* [JOBS]
**1.** Decide whether each statement agrees with the Barney Francis interview, answering yes or no and quoting the words that decide it: (a) IMG is producing more than 950 MLS matches; (b) IMG supplies all mobile units and technical crew for the coverage; (c) the coverage is offered only in English and Spanish.
**2.** Resume the Barney Francis interview, writing on from the point after its final sentence.
==== PASSAGE TO READ ====
Interview: IMG’s Barney Francis on MLS coverage and the shift to centralised production

IMG’s Barney Francis on the production giant’s coverage of the MLS so far, how production deals are likely to evolve over the next 10 years and the biggest challenges – and opportunities – after 18-months as IMG Production EVP. 

Barney Francis is not long back from another trip to the US, where he met with MLS (Major League Soccer), Apple and NEP to catch up on production of the US soccer league so far.

IMG is producing more than 950 MLS matches – which is more than 2,000 hours of live coverage – in a mix of English, Spanish, and French, as well as a trio of new live studio programs on MLS Season Pass, the new subscription service from Apple TV.

“There are lots of projects that we are talking about that have come as a result of the job that we’ve been doing with the MLS and Apple…our ability to add the human capital aspect to a production is what’s opening new doors for us.”

And, with six rounds of MLS games played so far, Francis wanted to conduct a bit of a “school report” to make sure IMG is “top of the class” in its provision of live match and studio-show production, editorial tone, producer/director staffing, production management and talent logistics (NEP, meanwhile, is overseeing all broadcast services and providing all mobile units, technical crew, and operations, remote- and decentralised- production support and studio facilities).

“Everything we do plugs into Apple’s desire to reach as many football fans around the world as it can with this new product,” says Francis.
==== DATASET ====
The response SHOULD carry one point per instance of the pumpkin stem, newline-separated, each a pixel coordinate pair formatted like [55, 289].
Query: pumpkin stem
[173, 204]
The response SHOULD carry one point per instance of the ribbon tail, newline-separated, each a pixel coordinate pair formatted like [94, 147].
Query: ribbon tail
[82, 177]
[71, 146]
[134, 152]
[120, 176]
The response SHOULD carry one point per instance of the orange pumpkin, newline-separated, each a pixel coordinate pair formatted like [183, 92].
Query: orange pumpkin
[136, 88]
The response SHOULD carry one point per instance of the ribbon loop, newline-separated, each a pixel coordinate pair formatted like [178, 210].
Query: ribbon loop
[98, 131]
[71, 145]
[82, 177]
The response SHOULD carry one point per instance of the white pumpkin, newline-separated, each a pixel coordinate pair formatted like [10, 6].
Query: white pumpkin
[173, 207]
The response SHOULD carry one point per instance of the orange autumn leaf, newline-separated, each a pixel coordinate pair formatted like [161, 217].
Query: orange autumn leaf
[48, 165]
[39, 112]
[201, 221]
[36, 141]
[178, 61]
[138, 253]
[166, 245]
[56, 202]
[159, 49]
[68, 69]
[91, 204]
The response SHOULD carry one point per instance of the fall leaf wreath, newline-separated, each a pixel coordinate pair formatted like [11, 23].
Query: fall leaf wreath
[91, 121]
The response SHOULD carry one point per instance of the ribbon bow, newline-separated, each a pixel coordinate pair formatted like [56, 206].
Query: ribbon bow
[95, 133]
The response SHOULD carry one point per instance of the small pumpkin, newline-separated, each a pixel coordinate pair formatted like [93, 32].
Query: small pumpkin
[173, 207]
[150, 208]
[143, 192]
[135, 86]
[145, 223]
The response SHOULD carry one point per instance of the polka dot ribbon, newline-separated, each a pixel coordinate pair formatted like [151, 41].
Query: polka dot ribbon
====
* [RESPONSES TO THE EXERCISE]
**1.**
(a) Yes: "IMG is producing more than 950 MLS matches"
(b) No: "NEP, meanwhile, is overseeing all broadcast services and providing all mobile units, technical crew, and operations"
(c) No: "in a mix of English, Spanish, and French"

**2.**
“We’re there to create the editorial, make sure the creative people are in place, get the right crews out there and the right directors and producers and educate them and the commentators and work really well with NEP to tell the stories. We’ve all got one single aim, which is to make sure the Apple customer – or the soccer fan – is engaged.

“And I got on the plane on Sunday morning thinking, ‘we’re in good shape’. Any headwinds or roadblocks that I thought were in place, we’re over those. And now, it is just about that endless search for perpetual improvement. What can we do each week to push the spec, get the most we can out of the equipment that we’ve got, and the people that we’ve got, and then allow the chemistry in the studio amongst the talent or commentary team to develop?”

Having taken stock of progress so far, Francis says there hasn’t been any need to make any significant changes to the way IMG handles production of the MLS, and that, he says, is thanks to IMG’s considerable experience in football production.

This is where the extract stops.